▶ Task goal: For every record that follows, transcribe the text exactly and leave any image out.

(Data extracted from a collection)
******************************

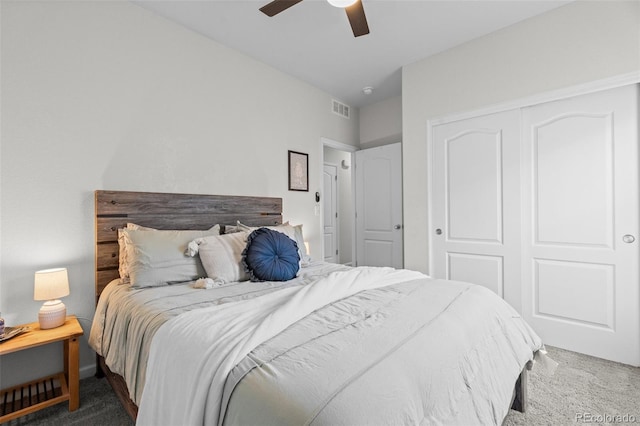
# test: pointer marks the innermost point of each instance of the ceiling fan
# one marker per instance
(354, 9)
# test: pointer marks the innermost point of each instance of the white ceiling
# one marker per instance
(313, 40)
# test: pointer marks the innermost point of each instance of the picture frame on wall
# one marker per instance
(298, 171)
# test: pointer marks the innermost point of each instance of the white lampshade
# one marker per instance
(341, 3)
(49, 285)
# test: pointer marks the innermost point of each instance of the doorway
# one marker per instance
(338, 156)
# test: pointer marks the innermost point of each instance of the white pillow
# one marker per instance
(123, 266)
(221, 256)
(156, 258)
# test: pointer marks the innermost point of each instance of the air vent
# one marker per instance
(340, 109)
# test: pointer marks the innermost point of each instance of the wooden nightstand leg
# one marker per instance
(72, 371)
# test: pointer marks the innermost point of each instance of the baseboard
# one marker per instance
(87, 371)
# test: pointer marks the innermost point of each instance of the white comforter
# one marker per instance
(192, 354)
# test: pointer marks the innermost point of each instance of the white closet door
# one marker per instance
(580, 223)
(379, 237)
(476, 203)
(330, 213)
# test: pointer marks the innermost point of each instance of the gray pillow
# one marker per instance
(156, 258)
(221, 256)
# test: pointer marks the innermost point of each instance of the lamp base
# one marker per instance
(52, 314)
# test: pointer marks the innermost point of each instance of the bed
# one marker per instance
(334, 345)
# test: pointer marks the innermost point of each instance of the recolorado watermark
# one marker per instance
(606, 418)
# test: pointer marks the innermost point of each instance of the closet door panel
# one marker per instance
(476, 203)
(580, 223)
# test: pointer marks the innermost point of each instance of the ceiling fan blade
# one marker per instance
(357, 19)
(277, 6)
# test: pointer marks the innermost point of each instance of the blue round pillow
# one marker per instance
(270, 256)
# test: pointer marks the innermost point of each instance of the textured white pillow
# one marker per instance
(123, 267)
(221, 256)
(158, 257)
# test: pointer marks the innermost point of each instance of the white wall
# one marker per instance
(575, 44)
(345, 201)
(381, 123)
(106, 95)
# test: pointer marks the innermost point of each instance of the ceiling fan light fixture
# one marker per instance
(341, 3)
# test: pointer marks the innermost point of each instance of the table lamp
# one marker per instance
(50, 285)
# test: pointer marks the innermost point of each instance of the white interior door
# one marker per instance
(476, 203)
(379, 206)
(330, 213)
(580, 223)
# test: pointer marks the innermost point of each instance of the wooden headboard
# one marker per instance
(114, 209)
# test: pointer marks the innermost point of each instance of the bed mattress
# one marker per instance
(358, 346)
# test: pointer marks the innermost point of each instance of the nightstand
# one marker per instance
(64, 386)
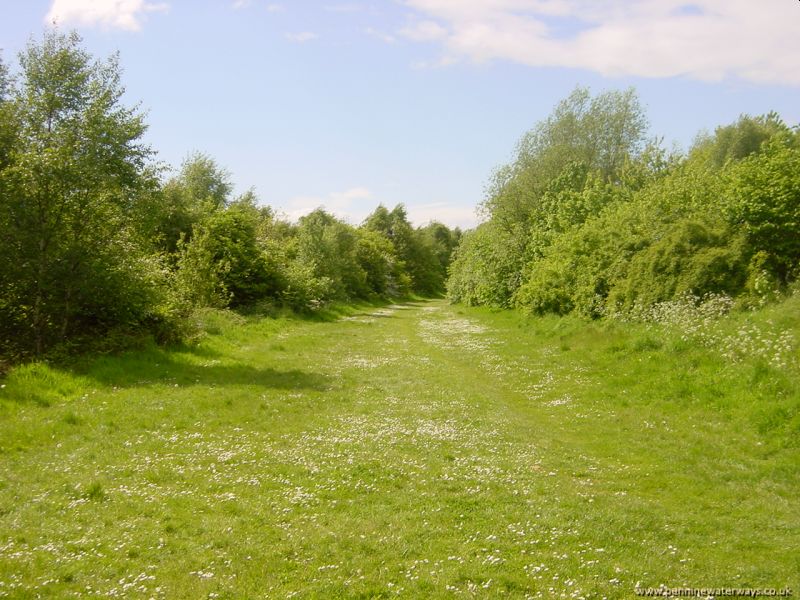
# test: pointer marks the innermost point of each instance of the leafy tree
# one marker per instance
(763, 197)
(72, 175)
(200, 189)
(740, 139)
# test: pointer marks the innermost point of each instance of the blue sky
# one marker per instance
(350, 104)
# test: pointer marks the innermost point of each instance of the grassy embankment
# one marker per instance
(419, 450)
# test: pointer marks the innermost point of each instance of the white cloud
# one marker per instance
(452, 216)
(380, 35)
(709, 40)
(301, 37)
(352, 205)
(111, 14)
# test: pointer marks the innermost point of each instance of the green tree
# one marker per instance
(72, 175)
(200, 188)
(763, 197)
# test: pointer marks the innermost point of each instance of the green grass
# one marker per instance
(420, 450)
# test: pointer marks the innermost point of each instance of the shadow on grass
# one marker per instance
(157, 367)
(44, 384)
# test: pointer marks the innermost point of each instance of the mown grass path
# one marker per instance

******************************

▶ Exercise result:
# test: pointer marks the innermost point of each instance of the ceiling fan
# one marker per instance
(354, 9)
# test: pointer marks the innermost point of each instance of the white ceiling
# one marker per instance
(313, 40)
# test: pointer marks the innermost point of each instance of the picture frame on wall
# one marker per instance
(298, 171)
# test: pointer marks the innermost point of each instance of the white lampshade
# one marker per instance
(341, 3)
(49, 285)
# test: pointer marks the innermost point of each instance of the doorway
# one marker per instance
(338, 156)
# test: pointer marks the innermost point of each instance of the white pillow
# one marker per instance
(123, 266)
(221, 256)
(156, 258)
# test: pointer marks the innermost point of each instance of the air vent
# one marker per instance
(340, 109)
# test: pointer marks the innermost point of each instance of the wooden nightstand leg
# one marker per instance
(72, 371)
# test: pointer marks the innermost point of each instance of the baseboard
# one marker per instance
(87, 371)
# test: pointer marks the innermost point of each instance of the white comforter
# one marker per instance
(192, 354)
# test: pointer marks the innermost point of each instance of the white closet door
# one marker per instance
(580, 223)
(379, 237)
(476, 203)
(330, 213)
# test: pointer marks the innermost point of each instance of the gray pillow
# one marker per instance
(156, 258)
(221, 256)
# test: pointer marks the innermost point of each instance of the lamp base
# one marker per instance
(52, 314)
# test: pointer marks the innermost point of each instance of the bed
# one marker per instance
(334, 345)
# test: pointer marks the innermost point of each instance of the recolorado watermark
# one marker per instance
(606, 418)
# test: pointer marks the innermost point of each instance of the closet door panel
# one marker per instance
(476, 203)
(580, 223)
# test: pointer marks the innermost point of each instance of the ceiling fan blade
# one marker per instance
(357, 19)
(277, 6)
# test: pointer marks the innermost point of each instance of the blue round pillow
# one marker per instance
(270, 256)
# test: pointer marks the innermost point of each instance of the textured white pillow
# one marker per instance
(123, 267)
(221, 256)
(158, 257)
# test: pointer marks the innermost point of each instance of the white wall
# one marker per instance
(575, 44)
(345, 201)
(381, 123)
(106, 95)
# test: pointer marks the innermost point of each instance of the ceiling fan light fixture
# one marker per instance
(341, 3)
# test: pointer marks the innermost point of each instance of the table lamp
# one marker per instance
(50, 285)
# test: pointer marks the innermost point of each instance of the white interior door
# one marker per instance
(476, 203)
(379, 206)
(330, 213)
(580, 223)
# test: pointer marks the innermost point of each instance of the wooden headboard
# one marker per instance
(114, 209)
# test: pointer marks the innermost point of each instance of the bed mattress
# one marker per instance
(358, 346)
# test: pointer marks the innermost point of each instance of the nightstand
# one marker per instance
(64, 386)
# test: pointer marks the innermost point of each instance of the leafy tree
# one marker per instance
(763, 197)
(72, 175)
(200, 189)
(740, 139)
# test: pointer marks the innermost point of each instance of the blue sky
# one marker per instance
(350, 104)
# test: pointer marks the innermost point of each instance of the grassy embankment
# one marker per instance
(419, 450)
# test: pointer marks the innermost point of each instance of the white cloud
# one marker per instance
(452, 216)
(380, 35)
(709, 40)
(301, 37)
(352, 205)
(111, 14)
# test: pointer marks the innermost point of each instance of the green tree
# one marker per instance
(72, 175)
(200, 188)
(763, 197)
# test: pointer marks the innermost point of each instance of the green grass
# one marker per instance
(420, 450)
# test: pointer marks the innermost point of each instance of the shadow on grass
# one marker per instance
(157, 367)
(44, 384)
# test: pointer marks the innermost point of each instance of the mown grass path
# one marker per instance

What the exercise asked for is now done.